TEXT SEGMENT section start
Don't believe the myth that enforcers only keep the big fish in health care fraud schemes — hospitals, diagnostic providers, pharmaceutical companies and so on — and let the small fry such as doctors and medical practices go.
 
The continuing saga of Parsippany, N.J.-based lab, Biodiagnostic Laboratory Services LLC (BLS), shows that enforcement is using a fine seine and keeping whatever they catch. For example, three doctors with practices in nearby Staten Island and Yonkers, N.Y.,  are set to spend time behind bars for accepting bribes from the lab, and in the case of two doctors, demanding that the lab pay for additional services.
TEXT SEGMENT section end
REQUIREMENT 1 >> Rewrite the paragraph of the health care fraud passage that begins "The continuing saga" as a short bulleted list, keeping its main facts.
REQUIREMENT 2 >>
Answer these questions from the health care fraud passage, one line each:
(a) Which kinds of parties does the passage give as examples of the "big fish"?
(b) In what town is Biodiagnostic Laboratory Services LLC based?
(c) How many of the doctors demanded that the lab pay for additional services?
REQUIREMENT 3 >> Continue the health care fraud passage from where it stops.
RAW DATA section start
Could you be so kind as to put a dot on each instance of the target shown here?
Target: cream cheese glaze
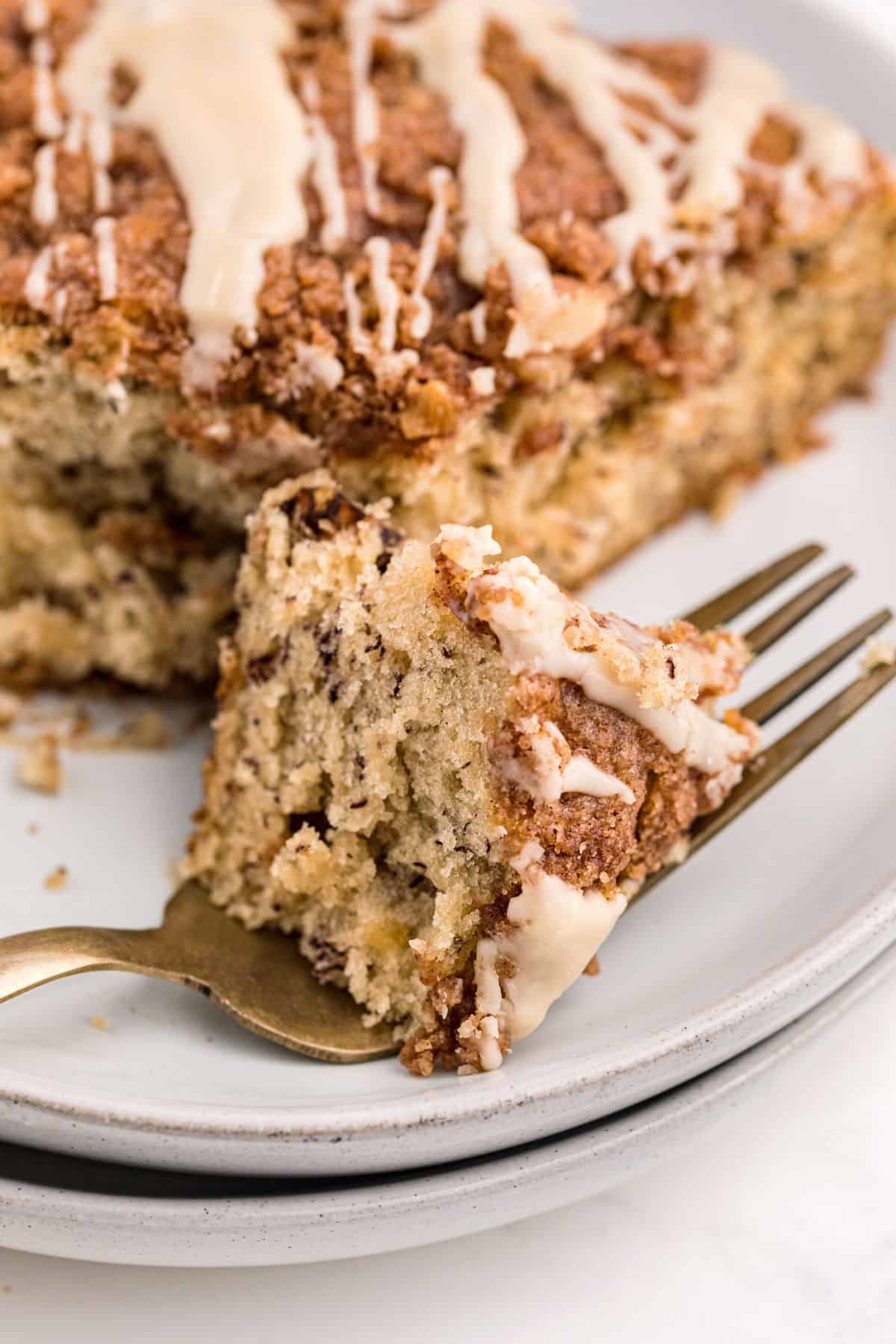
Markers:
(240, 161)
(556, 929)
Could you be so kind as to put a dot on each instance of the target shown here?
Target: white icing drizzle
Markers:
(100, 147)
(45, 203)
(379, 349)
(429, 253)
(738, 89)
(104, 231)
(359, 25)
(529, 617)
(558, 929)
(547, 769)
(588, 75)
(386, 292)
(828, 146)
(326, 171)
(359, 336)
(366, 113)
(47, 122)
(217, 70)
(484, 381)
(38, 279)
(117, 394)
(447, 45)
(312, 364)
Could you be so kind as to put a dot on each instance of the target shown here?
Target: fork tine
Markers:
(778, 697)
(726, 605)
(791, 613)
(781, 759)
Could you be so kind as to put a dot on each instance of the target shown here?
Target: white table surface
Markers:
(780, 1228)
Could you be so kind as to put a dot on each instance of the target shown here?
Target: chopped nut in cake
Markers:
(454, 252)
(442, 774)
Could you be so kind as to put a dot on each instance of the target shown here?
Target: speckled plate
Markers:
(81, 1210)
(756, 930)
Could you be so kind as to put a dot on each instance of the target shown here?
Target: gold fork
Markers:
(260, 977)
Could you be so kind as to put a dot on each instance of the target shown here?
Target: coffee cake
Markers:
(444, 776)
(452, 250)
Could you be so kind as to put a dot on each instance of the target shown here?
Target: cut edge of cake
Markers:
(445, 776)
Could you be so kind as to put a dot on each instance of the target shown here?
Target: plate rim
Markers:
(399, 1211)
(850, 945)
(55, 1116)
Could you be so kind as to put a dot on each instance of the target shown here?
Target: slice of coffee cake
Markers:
RAW DATA section end
EXPECTED ANSWER 1 >>
- Biodiagnostic Laboratory Services LLC (BLS) is a lab based in Parsippany, N.J.
- Its ongoing case shows that enforcers use a fine seine and keep whatever they catch.
- Three doctors with practices in nearby Staten Island and Yonkers, N.Y., are set to spend time behind bars for accepting bribes from the lab.
- Two of those doctors also demanded that the lab pay for additional services.

EXPECTED ANSWER 2 >>
(a) Hospitals, diagnostic providers and pharmaceutical companies.
(b) Parsippany, N.J.
(c) Two.

EXPECTED ANSWER 3 >>
George Roussis, a pediatrician, and his brother, Nicholas Roussis, an obstetrician-gynecologist, both with practices in Staten Island, accepted cash payments totaling approximately $175,000 from BLS employees and associates between October 2010 and April 2013. In addition, at the request of the Roussis brothers, BLS paid for strip club trips, including paying women to perform lap dances and engage in sex acts with George and Nicholas Roussis. In exchange, George and Nicholas Roussis referred their patients’ blood specimens to BLS, generating more than $1,450,000 and $250,000 of lab business for BLS, respectively.
The brothers where sentenced to two years and three years and one month in jail, respectively, according to an Oct. 16 press release from the Department of Justice
 
Ricky Sayegh, an internal medicine specialist with a practice in Yonkers, was more of a traditionalist. He settled for cash bribes in return for referrals.
 
From February 2010 through April 2013, Sayegh received bribes totaling approximately $400,000 from BLS employees and associates. Sayegh’s referrals generated more than $1.4 million in lab business for BLS. Sayegh received a three-year sentence.
 
The trio aren't the first doctors to be convicted in relation to the BLS cash-for-corpuscle scheme.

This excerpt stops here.